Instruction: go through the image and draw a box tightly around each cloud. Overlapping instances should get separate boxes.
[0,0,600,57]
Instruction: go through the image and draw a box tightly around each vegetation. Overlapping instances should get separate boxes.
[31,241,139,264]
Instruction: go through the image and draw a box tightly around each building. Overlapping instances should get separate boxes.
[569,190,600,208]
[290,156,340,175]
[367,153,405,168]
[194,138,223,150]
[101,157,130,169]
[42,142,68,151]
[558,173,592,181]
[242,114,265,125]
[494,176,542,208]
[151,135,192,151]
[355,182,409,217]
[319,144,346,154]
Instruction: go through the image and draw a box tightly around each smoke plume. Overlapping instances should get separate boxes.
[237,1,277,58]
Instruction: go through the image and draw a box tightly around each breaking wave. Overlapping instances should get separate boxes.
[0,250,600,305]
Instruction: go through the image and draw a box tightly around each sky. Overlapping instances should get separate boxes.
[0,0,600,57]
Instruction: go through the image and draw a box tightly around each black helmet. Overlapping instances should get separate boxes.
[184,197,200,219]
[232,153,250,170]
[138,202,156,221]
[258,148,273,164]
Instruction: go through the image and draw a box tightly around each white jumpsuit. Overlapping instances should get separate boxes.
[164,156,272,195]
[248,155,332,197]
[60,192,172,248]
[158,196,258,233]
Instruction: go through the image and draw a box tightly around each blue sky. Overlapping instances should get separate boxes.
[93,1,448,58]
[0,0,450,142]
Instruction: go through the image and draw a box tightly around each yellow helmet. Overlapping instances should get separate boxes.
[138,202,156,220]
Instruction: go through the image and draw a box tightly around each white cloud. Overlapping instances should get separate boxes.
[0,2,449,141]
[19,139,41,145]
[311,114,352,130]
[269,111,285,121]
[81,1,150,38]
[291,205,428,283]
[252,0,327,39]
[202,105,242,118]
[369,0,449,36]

########

§ DIRECTIVE
Reproduce every one of the records above verbatim, from the first line to the last, without altering any character.

§ PROBLEM SOLUTION
Instruction: go through the image and draw a box tightly around each cloud. Overlapping instances should get separate boxes.
[0,0,600,57]
Instruction: go through the image and draw a box tightly around each vegetation. Overlapping instances should get separate boxes.
[31,241,139,264]
Instruction: go through the image and draw a box tightly around each building. Overlapping instances should get separate boxes.
[569,190,600,208]
[290,156,340,175]
[367,153,405,168]
[194,138,223,150]
[101,157,130,169]
[42,142,68,151]
[558,173,592,181]
[242,114,265,125]
[494,176,542,208]
[151,135,192,151]
[355,182,409,217]
[319,144,346,154]
Instruction: go through the image and draw a box tightly around each smoke plume. Overlapping instances should get separate boxes.
[237,1,277,58]
Instruction: go through the image and draw a box tightly around each breaking wave. Overlapping instances should get separate boxes.
[0,250,600,305]
Instruction: go through the image and draw a box tightly around each sky. Overlapping instances should get separate boxes.
[0,0,600,57]
Instruction: go through the image and draw a box tightly around each black helmet. Overlapping instances should get separate boxes.
[184,197,200,219]
[232,153,250,170]
[138,202,156,221]
[258,148,273,164]
Instruction: go through the image and draw a box tightly around each white jumpsuit. Overlapping instances should get separate boxes.
[164,156,272,195]
[248,155,332,197]
[60,192,172,248]
[158,196,258,233]
Instruction: go through the image and draw a box tightly around each blue sky. Overlapping instances should get separate boxes.
[93,1,448,58]
[0,0,450,142]
Instruction: go through the image and draw a box tightly around each yellow helmet. Overlapping instances should get separate boxes.
[138,202,156,220]
Instruction: go through the image and draw a box tightly around each white cloud. Overlapping instances should get separate boxes.
[0,2,449,141]
[19,139,41,145]
[311,114,352,130]
[269,111,285,121]
[81,1,150,38]
[291,205,428,283]
[252,0,327,39]
[202,105,242,118]
[369,0,449,36]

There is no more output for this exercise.